== Tekst źródłowy ==
Tym razem zapraszam Was na post quasi-wnętrzarski. Wraz z ewoluowaniem w wyższe formy, psiarz odblokowuje nie tylko nowe umiejętności. Jego postać wzbogaca się również w nowe itemy. Z doświadczenia wiecie, że nie sposób jest brać wszystkiego ze sobą – dziś pokażę Wam i opowiem jak udało nam się ogarnąć psi osprzęt, gdzie go przechowujemy tak, żeby nie uszkodził się lub zagubił. Zobaczcie co znajduje się w naszej psiej szafie!
Na początku był Bal Jedynak, a ja raczkowałam i zupełnie nie przypominałam zakupoholicznego potwora, którym jestem dziś. Wystarczyła mi jedna szuflada w sypialnianej komodzie. Z czasem, wraz z pojawieniem się Puczinki miejsca zaczynało brakować, przybytku nie dało się nigdzie upchnąć. Postanowiłam, że zaprojektuję szafę wnękową tak, aby obok niezliczonej ilości szali, butów i torebek znalazło się miejsce na moje hobby – niestety miejsce (i fundusze) pozwalały nam jedynie na postawienie jej w przedpokoju. Jak na złość, wiatrołap był jednym z ostatnich pomieszczeń, które doczekało się remontu, a na szafę budowaną pod nasze dyktando sporo się naczekaliśmy. Wiedziałam już wtedy, że właśnie tam – tuż przy wyjściu z domu, w garderobianym świecie będzie znajdowało się psie eldorado. Mimo, że mieszkamy w domu tak naprawdę tylko górne piętro jest użytkowe, dół to jak na razie dla nas drażliwa kwestia 🙂
Nie chciałam aby akcesoria walały się po domu, wysypywały z każdego kąta, a postronny człowiek ruszający za wieczorną potrzebą do toalety był narażony na zawał serca nadeptując na którąś z piszczałek (dzięki bogom pieski nie bawią się klockami lego – to jest dopiero ból!). Szukałam rozwiązania praktycznego i dość estetycznego, bo przyznaję, że nie przekonywały mnie kosze z zabawkami czy specjalne szafy dla psów – na piętrze po prostu nie mamy na to miejsca. Oprócz tego nie chciałam wnosić ani grama piachu więcej do naszego mieszkania – i bez tego borykamy się z istną Saharą w domu. Miało być prosto, rzeczy mogły pozostawać do wyschnięcia, wykruszenia, chodziło mi również o prostotę i funkcjonalność, dlatego uparłam się jak kozioł na kosze z prowadnicami, nie na tradycyjne szuflady. Przedstawiam Wam nasz system uporządkowania psich akcesoriów! 😀
To mój zestaw podręczny. Wszystko to, co przydaje mi się do opakowania siebie, lub do zapakowania psów.

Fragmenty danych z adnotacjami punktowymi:
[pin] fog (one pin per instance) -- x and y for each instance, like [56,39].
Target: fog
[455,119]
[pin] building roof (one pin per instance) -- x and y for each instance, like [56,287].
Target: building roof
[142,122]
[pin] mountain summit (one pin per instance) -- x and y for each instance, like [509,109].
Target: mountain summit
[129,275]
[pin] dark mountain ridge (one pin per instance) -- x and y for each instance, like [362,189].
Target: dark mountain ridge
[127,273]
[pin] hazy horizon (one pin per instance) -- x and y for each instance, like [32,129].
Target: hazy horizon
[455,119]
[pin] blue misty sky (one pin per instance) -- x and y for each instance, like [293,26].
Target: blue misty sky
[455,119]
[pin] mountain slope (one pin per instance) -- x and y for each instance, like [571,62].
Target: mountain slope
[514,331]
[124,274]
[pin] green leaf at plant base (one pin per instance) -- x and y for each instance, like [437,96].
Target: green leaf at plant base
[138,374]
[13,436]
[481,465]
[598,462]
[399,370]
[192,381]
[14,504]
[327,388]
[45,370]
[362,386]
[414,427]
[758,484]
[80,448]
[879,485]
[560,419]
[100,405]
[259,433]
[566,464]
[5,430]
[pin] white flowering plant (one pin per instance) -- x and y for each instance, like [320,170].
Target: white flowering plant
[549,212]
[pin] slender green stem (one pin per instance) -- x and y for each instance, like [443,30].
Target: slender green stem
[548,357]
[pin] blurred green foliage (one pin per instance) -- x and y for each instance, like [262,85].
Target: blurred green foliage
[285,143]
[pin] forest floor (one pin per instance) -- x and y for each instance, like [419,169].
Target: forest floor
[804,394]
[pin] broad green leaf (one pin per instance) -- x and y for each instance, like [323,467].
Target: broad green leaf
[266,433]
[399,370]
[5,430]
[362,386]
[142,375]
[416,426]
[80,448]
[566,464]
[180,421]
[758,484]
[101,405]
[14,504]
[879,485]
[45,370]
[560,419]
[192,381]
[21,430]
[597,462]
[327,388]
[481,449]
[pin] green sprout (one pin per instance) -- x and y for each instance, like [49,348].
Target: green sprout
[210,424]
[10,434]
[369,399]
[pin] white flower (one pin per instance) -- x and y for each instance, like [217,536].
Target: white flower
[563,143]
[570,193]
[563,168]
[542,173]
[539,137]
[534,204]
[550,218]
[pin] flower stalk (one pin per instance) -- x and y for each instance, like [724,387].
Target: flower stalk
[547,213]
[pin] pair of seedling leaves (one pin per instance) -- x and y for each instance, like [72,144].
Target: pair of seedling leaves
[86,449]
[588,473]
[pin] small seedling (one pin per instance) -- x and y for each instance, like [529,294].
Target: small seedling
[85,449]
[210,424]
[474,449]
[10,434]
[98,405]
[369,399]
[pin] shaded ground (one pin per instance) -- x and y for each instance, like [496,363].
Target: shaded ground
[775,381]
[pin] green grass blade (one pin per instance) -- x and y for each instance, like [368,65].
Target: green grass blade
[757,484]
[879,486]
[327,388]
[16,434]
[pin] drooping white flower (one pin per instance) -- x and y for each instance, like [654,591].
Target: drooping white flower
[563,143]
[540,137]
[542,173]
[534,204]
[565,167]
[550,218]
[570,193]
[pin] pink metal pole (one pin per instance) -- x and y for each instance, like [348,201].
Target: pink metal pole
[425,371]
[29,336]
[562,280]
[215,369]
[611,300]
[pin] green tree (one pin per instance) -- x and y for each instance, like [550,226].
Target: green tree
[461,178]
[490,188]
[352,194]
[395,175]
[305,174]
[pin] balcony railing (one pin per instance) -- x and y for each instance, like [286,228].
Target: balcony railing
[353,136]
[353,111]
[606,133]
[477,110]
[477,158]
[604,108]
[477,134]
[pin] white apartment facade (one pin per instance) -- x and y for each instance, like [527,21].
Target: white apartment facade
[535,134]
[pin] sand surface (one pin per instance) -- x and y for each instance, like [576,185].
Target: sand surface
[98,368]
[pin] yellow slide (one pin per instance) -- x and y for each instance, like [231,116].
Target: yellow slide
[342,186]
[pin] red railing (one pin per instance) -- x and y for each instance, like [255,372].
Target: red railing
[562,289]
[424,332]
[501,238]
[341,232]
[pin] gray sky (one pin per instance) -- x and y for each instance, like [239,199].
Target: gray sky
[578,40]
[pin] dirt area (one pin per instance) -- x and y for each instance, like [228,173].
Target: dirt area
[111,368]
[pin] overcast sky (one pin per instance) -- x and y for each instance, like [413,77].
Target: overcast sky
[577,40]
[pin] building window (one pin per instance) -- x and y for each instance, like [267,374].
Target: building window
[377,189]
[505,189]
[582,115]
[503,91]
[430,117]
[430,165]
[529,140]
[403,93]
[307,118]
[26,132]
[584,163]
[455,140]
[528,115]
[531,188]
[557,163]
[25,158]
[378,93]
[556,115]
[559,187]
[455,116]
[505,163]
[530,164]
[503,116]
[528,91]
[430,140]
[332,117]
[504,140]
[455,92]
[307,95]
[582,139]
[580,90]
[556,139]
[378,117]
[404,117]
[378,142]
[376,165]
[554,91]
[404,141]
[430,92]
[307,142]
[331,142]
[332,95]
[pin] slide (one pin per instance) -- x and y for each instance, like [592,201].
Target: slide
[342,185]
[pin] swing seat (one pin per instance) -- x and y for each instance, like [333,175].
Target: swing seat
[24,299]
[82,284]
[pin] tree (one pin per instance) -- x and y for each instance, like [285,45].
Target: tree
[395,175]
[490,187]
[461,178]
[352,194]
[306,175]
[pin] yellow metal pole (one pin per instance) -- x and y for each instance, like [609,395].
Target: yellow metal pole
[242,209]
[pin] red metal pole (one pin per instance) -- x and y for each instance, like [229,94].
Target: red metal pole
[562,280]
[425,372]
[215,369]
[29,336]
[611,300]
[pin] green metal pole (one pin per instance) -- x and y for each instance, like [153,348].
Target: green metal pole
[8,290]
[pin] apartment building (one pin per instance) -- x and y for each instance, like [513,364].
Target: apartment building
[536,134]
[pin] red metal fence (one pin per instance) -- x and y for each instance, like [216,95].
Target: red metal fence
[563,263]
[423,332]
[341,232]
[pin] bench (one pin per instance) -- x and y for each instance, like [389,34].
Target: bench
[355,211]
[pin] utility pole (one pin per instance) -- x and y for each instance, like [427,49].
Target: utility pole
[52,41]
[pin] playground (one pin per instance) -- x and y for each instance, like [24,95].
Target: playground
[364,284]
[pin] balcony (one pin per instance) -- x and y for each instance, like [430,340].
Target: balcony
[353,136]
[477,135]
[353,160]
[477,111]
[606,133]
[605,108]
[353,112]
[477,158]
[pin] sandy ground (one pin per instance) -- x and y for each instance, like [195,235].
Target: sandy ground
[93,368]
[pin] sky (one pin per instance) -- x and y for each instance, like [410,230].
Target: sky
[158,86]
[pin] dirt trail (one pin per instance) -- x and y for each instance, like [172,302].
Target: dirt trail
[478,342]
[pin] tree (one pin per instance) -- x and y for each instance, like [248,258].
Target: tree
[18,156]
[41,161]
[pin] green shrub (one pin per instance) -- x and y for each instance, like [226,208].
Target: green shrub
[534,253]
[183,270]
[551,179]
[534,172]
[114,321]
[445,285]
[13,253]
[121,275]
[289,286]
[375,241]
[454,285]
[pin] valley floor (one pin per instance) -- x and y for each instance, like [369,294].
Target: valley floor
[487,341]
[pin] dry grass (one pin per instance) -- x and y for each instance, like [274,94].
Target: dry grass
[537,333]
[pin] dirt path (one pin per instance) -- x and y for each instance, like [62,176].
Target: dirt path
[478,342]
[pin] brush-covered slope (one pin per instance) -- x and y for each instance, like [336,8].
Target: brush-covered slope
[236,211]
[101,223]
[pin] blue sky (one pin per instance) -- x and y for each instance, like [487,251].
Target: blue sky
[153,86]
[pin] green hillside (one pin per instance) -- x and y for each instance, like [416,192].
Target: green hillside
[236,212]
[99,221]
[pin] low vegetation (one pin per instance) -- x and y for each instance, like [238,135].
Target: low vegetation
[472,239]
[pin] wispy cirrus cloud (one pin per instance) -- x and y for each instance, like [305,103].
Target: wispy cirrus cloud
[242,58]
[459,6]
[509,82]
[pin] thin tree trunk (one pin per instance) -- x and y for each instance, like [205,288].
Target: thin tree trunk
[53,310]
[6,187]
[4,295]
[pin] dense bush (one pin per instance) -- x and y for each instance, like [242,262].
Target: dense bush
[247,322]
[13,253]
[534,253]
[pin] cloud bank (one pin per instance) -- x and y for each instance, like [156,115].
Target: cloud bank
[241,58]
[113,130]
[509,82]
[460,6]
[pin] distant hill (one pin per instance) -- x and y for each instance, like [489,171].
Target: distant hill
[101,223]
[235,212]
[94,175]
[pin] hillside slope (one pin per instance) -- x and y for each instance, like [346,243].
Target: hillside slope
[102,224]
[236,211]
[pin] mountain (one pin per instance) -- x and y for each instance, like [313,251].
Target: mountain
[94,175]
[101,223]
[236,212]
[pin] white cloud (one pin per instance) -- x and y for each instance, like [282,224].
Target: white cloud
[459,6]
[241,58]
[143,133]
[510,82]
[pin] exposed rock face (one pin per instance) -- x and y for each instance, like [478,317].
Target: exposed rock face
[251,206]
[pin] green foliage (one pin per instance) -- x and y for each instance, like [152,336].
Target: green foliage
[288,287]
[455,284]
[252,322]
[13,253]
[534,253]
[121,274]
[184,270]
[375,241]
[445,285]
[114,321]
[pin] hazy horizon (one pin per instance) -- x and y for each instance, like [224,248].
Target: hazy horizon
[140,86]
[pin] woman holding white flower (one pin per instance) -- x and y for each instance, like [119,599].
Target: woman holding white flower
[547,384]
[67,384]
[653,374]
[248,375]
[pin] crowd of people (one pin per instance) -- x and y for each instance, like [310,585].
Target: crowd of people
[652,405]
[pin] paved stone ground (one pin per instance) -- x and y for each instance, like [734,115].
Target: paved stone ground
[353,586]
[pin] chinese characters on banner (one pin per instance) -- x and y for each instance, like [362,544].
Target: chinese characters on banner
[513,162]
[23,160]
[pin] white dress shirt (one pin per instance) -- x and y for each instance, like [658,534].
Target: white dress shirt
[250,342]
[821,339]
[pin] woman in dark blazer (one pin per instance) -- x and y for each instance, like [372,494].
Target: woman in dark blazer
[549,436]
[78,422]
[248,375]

== Zadanie pisemne 1 ==
Jak w dwóch zdaniach streścić tekst o psiej szafie?
== Zadanie pisemne 2 ==
Przytocz dosłownie fragment tekstu o psiej szafie, zaczynając od „Tym razem zapraszam” i ciągnąc aż do „naszej psiej szafie!”.

== Odpowiedź 1 ==
Z pojawieniem się Puczinki jedna szuflada w komodzie przestała wystarczać na psie rzeczy, więc w przedpokoju, tuż przy wyjściu z domu, stanęła szafa wnękowa z miejscem także na psie akcesoria. Rozwiązanie miało być praktyczne i dość estetyczne, nie wnosić piachu do mieszkania i pozwalać rzeczom wyschnąć, dlatego wybrano kosze z prowadnicami zamiast tradycyjnych szuflad.

== Odpowiedź 2 ==
Tym razem zapraszam Was na post quasi-wnętrzarski. Wraz z ewoluowaniem w wyższe formy, psiarz odblokowuje nie tylko nowe umiejętności. Jego postać wzbogaca się również w nowe itemy. Z doświadczenia wiecie, że nie sposób jest brać wszystkiego ze sobą – dziś pokażę Wam i opowiem jak udało nam się ogarnąć psi osprzęt, gdzie go przechowujemy tak, żeby nie uszkodził się lub zagubił. Zobaczcie co znajduje się w naszej psiej szafie!